Image point grounding data
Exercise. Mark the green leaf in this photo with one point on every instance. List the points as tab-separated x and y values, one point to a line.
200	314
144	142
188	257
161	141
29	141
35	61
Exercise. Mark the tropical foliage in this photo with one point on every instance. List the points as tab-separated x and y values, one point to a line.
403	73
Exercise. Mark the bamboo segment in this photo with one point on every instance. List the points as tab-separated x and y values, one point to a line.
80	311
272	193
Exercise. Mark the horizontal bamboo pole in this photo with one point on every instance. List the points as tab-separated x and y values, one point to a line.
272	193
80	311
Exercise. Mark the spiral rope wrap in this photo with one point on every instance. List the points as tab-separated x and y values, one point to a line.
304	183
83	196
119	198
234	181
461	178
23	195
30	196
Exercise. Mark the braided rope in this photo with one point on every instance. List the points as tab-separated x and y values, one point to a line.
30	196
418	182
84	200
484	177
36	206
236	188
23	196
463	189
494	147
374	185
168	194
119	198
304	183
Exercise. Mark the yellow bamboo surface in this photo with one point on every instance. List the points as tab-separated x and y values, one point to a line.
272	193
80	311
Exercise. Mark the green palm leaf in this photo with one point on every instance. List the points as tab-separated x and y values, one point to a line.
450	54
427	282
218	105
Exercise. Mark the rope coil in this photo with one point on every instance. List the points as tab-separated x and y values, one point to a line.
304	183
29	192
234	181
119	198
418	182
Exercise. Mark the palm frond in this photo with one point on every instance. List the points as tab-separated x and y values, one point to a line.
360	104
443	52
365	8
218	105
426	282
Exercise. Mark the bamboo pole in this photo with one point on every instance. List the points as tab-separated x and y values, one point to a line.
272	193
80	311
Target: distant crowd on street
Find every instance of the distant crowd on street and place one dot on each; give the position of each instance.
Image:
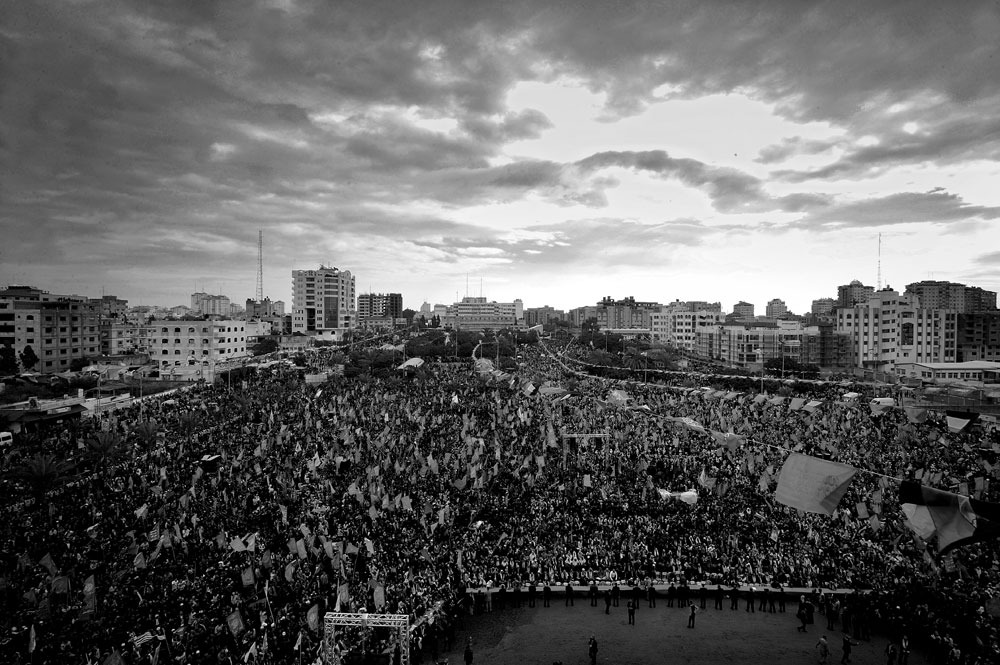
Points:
(223, 523)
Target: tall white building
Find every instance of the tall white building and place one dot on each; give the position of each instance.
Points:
(891, 329)
(205, 303)
(776, 308)
(476, 313)
(323, 301)
(180, 343)
(677, 323)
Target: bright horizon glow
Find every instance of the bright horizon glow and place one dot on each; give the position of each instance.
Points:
(556, 155)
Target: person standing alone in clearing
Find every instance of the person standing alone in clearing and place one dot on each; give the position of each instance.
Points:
(824, 650)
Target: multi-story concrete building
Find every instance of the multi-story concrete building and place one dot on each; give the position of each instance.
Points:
(822, 306)
(751, 346)
(204, 303)
(109, 307)
(855, 293)
(476, 313)
(380, 305)
(776, 308)
(323, 301)
(677, 323)
(580, 315)
(120, 337)
(173, 343)
(264, 309)
(617, 314)
(743, 311)
(891, 328)
(534, 316)
(58, 329)
(979, 337)
(951, 295)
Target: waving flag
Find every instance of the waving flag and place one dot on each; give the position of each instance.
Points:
(956, 519)
(812, 484)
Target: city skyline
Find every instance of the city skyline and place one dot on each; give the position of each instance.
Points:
(552, 153)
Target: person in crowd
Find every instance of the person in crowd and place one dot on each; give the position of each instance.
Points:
(186, 518)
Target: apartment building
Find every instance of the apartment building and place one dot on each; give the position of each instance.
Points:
(205, 303)
(677, 323)
(180, 343)
(323, 301)
(380, 305)
(58, 329)
(889, 329)
(951, 295)
(476, 313)
(855, 293)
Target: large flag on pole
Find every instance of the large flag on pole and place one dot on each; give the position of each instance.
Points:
(956, 519)
(812, 484)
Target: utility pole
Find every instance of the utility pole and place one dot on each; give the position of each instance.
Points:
(260, 265)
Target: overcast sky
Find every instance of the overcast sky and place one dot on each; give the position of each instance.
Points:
(554, 152)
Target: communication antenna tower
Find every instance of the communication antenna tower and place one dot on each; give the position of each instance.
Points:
(878, 279)
(260, 265)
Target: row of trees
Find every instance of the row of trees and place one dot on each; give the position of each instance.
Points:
(12, 362)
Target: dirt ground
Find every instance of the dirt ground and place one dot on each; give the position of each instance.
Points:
(542, 636)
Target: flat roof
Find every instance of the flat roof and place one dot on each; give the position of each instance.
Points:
(969, 365)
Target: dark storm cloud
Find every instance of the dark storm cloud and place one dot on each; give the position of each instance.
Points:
(936, 141)
(935, 207)
(174, 130)
(578, 242)
(731, 190)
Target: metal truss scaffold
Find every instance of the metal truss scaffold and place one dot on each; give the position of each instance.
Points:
(400, 622)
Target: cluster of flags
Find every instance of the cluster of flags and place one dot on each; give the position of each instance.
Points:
(816, 485)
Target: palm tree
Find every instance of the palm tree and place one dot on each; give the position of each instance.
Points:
(104, 447)
(146, 432)
(41, 473)
(188, 423)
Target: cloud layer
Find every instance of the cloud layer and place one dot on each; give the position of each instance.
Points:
(140, 141)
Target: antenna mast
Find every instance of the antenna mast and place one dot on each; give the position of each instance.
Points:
(260, 265)
(878, 279)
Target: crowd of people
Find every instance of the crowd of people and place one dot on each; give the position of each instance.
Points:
(230, 520)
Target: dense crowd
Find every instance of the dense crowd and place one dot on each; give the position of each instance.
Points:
(252, 511)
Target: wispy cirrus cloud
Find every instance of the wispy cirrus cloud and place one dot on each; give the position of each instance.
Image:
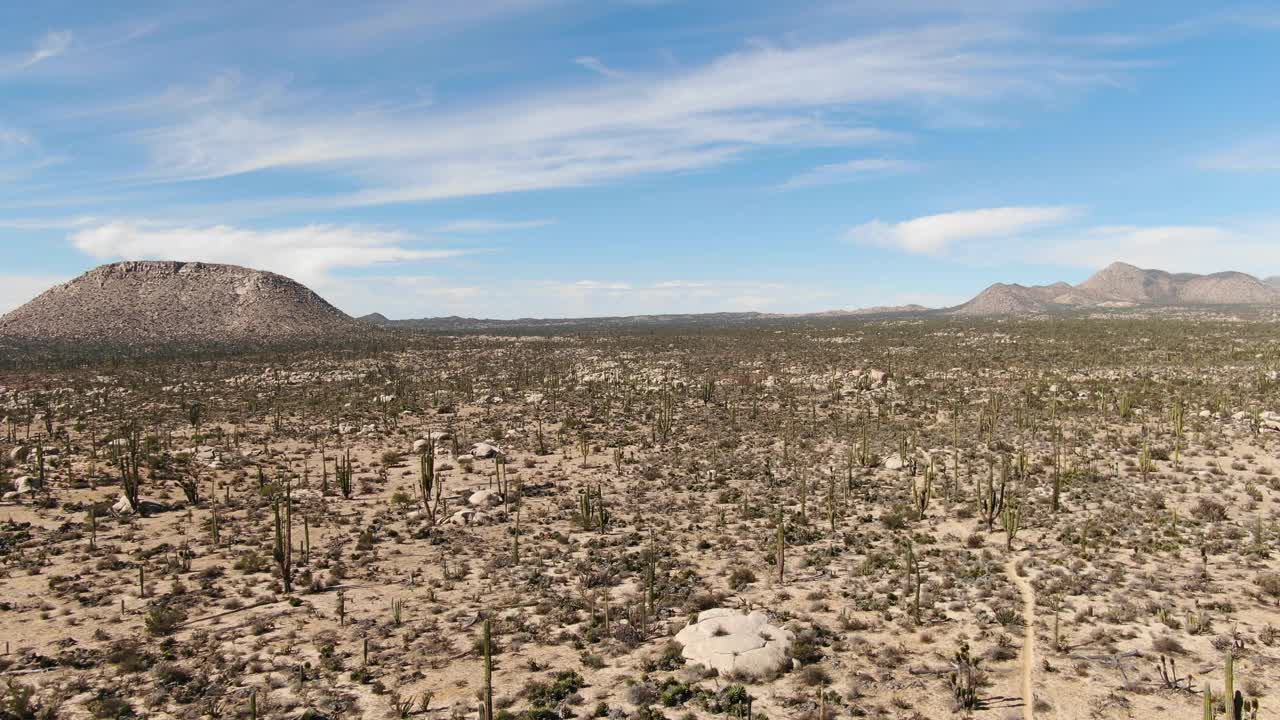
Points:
(935, 235)
(846, 172)
(309, 254)
(598, 67)
(48, 48)
(484, 226)
(675, 119)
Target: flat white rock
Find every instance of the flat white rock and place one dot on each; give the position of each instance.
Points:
(728, 641)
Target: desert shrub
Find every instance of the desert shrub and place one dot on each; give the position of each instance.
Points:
(740, 578)
(163, 619)
(1269, 583)
(1208, 510)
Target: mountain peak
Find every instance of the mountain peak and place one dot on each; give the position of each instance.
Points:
(1125, 285)
(142, 301)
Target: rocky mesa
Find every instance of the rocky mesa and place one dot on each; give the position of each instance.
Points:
(172, 301)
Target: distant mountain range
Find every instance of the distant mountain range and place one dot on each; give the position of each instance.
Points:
(169, 301)
(1125, 286)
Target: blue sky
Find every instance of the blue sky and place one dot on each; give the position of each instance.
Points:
(548, 158)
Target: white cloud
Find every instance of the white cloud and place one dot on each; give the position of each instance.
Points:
(935, 235)
(307, 254)
(598, 67)
(647, 122)
(844, 172)
(483, 226)
(17, 288)
(50, 46)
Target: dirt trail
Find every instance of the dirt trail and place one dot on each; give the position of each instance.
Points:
(1028, 659)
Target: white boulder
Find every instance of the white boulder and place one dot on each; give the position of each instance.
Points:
(484, 499)
(728, 641)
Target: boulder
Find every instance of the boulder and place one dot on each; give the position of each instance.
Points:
(728, 641)
(470, 516)
(484, 499)
(123, 506)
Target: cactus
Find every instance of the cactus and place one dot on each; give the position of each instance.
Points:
(282, 510)
(923, 492)
(343, 472)
(781, 548)
(488, 671)
(1057, 468)
(515, 540)
(1229, 692)
(426, 477)
(913, 578)
(1011, 520)
(128, 461)
(990, 497)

> [Work instruction] In your copy, include no pictures, but set down every record exactly.

> [Answer for this exercise]
Exercise. Mark the green leaf in this photo with one point on every instance. List the points as tab-separated x and y values, one point to a line.
200	314
144	142
188	257
161	141
29	141
35	61
Exercise. Mark the tropical foliage in this photo with one point on every instance. List the points as tab-separated x and y values, one point to a line.
403	73
Exercise. Mark the bamboo segment in this photo with one point on every instance. List the points as tab-separated x and y values, one point to a line.
80	311
272	193
Exercise. Mark the horizontal bamboo pole in this photo with one point on every instance. List the points as tab-separated x and y values, one point to a line.
272	193
80	311
Exercise. Mark the spiral rope wrap in this photo with one point on every instance. List the points as tab-separated x and y values, one point to a line.
304	183
83	196
119	198
234	181
461	178
23	195
30	196
Exercise. Mark the braided rope in this photo with one point on every instance. List the points as tab-separated x and y values, one point to a line.
30	196
418	182
84	200
484	177
36	206
236	188
23	196
463	189
494	147
374	185
168	194
119	198
304	183
Exercise. Mark the yellow bamboo surface in this photo with one point on every instance. List the points as tab-separated x and y values, one point to a line.
272	193
80	311
Exercise. Mark the green palm leaf in this photo with one point on every instance. List the points as tab-separated x and y values, one point to a line.
450	54
427	282
218	105
Exercise. Mark the rope coil in this photo with one point on every instance. List the points as tab-separated x and y values, one point to a line.
304	183
29	192
234	181
119	198
418	182
Exercise. Mark the palm frond in this photo with one point on every instance. List the points as tab-separated x and y values, one point to a line.
360	104
443	52
365	8
218	105
426	282
Exercise. Mark the bamboo pole in this photo with one point on every instance. List the points as tab-separated x and y values, one point to a line.
272	193
80	311
Target: distant crowd on street
Find every instance of the distant crowd on street and place one dot on each; give the position of each instance.
Image:
Points:
(223, 523)
Target: tall white building
Find every instance of the tall white building and place one dot on each; give the position of each instance.
Points:
(891, 329)
(205, 303)
(776, 308)
(476, 313)
(323, 301)
(180, 343)
(677, 323)
Target: bright horizon glow
Find every instance of the bright horizon glow and place one dot on each; give the position of each instance.
Points:
(556, 155)
Target: person standing alone in clearing
Find every instance of the person standing alone in clearing and place one dot on each; give the position of each instance.
Points:
(824, 650)
Target: multi-story concrete building
Find every instance of the multi-story concrete building and place one dot on each; give the position of each instance.
Points:
(822, 306)
(751, 346)
(204, 303)
(109, 307)
(855, 293)
(476, 313)
(380, 305)
(776, 308)
(323, 301)
(677, 323)
(580, 315)
(120, 337)
(173, 343)
(264, 309)
(617, 314)
(743, 311)
(891, 328)
(534, 316)
(58, 329)
(979, 337)
(951, 295)
Target: waving flag
Find every instance of the waving flag and place one dot on each; give the position of each instance.
Points:
(956, 519)
(812, 484)
Target: city skyline
Find every instance of the city skyline and place one dot on each; give the position of each instance.
Points:
(552, 153)
Target: person in crowd
Find every instance of the person in crowd and place one dot on each; give the position of each instance.
Points:
(186, 518)
Target: apartment building
Find every instance of the apartment building and place one dot on each; give the position of each instance.
Points:
(205, 303)
(677, 323)
(180, 343)
(323, 301)
(380, 305)
(58, 329)
(889, 329)
(951, 295)
(476, 313)
(855, 293)
Target: large flag on pole
Find every instance of the large flag on pole and place one dot on each; give the position of each instance.
Points:
(956, 519)
(812, 484)
Target: utility pole
Find every instance of the utility pole and place one dot on each; give the position of each instance.
Points:
(260, 265)
Target: overcast sky
Find every instance of the overcast sky and place one dot on each; give the position of each instance.
Points:
(554, 152)
Target: communication antenna tower
Find every instance of the communication antenna tower and place one dot on each; give the position of each instance.
Points:
(878, 279)
(260, 265)
Target: row of trees
Find every instance of the row of trees and place one dot on each; give the position of each instance.
Points:
(12, 362)
Target: dirt ground
Find every instance of the dirt ground and place one dot on each; give the position of each instance.
Points:
(542, 636)
Target: flat roof
Find every instance of the flat roof and place one dot on each; give the position of each instance.
Points:
(969, 365)
Target: dark storm cloud
Find every instance of the dark storm cloud and place one dot on each; give the position of each instance.
Points:
(936, 141)
(935, 207)
(174, 130)
(578, 242)
(731, 190)
Target: metal truss scaffold
Find every instance of the metal truss scaffold and place one dot on each; give the position of each instance.
Points:
(400, 622)
Target: cluster of flags
Find every instance of the cluster of flags and place one dot on each; give the position of each instance.
Points:
(816, 485)
Target: palm tree
Find every instance of the palm tree and place one dot on each; give the position of each instance.
Points:
(104, 447)
(146, 432)
(41, 473)
(188, 423)
Target: cloud layer
Find every instance of the cloud layer and place one dot on each; give the position of each instance.
Points:
(140, 141)
Target: antenna mast
Find every instance of the antenna mast and place one dot on each; give the position of each instance.
Points:
(260, 265)
(878, 279)
Target: crowd of people
Find every instance of the crowd of people and place one dot on each; give the position of each instance.
Points:
(230, 520)
Target: dense crowd
Find every instance of the dense crowd and place one dot on each; give the position of each instance.
Points:
(252, 511)
Target: wispy cirrus cloud
Find every instance of the wispy cirrus cloud and place one dot on each; give the position of each instance.
Image:
Points:
(935, 235)
(846, 172)
(309, 254)
(598, 67)
(48, 48)
(484, 226)
(675, 119)
Target: flat white rock
Find every instance of the flat white rock and place one dot on each; give the position of each instance.
Points:
(728, 641)
Target: desert shrub
Find every instance of the desert shrub and place one dot on each; give the position of each instance.
Points:
(740, 578)
(163, 619)
(1269, 583)
(1208, 510)
Target: mountain peak
Find every instance of the mountain peak and place one dot on each; give the position of each instance.
Points:
(1125, 285)
(142, 301)
Target: rocky mesa
Find every instance of the rocky mesa and place one dot on each; give the position of each instance.
Points:
(172, 301)
Target: distant mountain range
Find every instance of the distant mountain range and place one dot on each; give the position of each instance.
Points:
(169, 301)
(1125, 286)
Target: blue sky
Find every instance of the blue sky and place one dot on each; give the position of each instance.
Points:
(548, 158)
Target: white cloud
Find every instance of the white cloud and place one dot on each; give the position of each instance.
Points:
(935, 235)
(307, 254)
(598, 67)
(647, 122)
(844, 172)
(483, 226)
(17, 288)
(50, 46)
Target: dirt trail
Find every instance of the dirt trail and place one dot on each; give the position of each instance.
Points:
(1028, 659)
Target: white boulder
Find every instance of the white boulder and place one dot on each; give the position of each instance.
Points:
(484, 499)
(728, 641)
Target: boulder
Find every instance of the boulder and place one dot on each; give the position of each instance.
Points:
(728, 641)
(470, 516)
(484, 499)
(123, 506)
Target: cactus
Find every instance of the cactus and place one dot on each; give the position of each instance.
Points:
(282, 510)
(923, 492)
(343, 472)
(781, 548)
(488, 671)
(1057, 468)
(515, 540)
(1229, 692)
(426, 477)
(913, 578)
(1011, 520)
(128, 461)
(990, 497)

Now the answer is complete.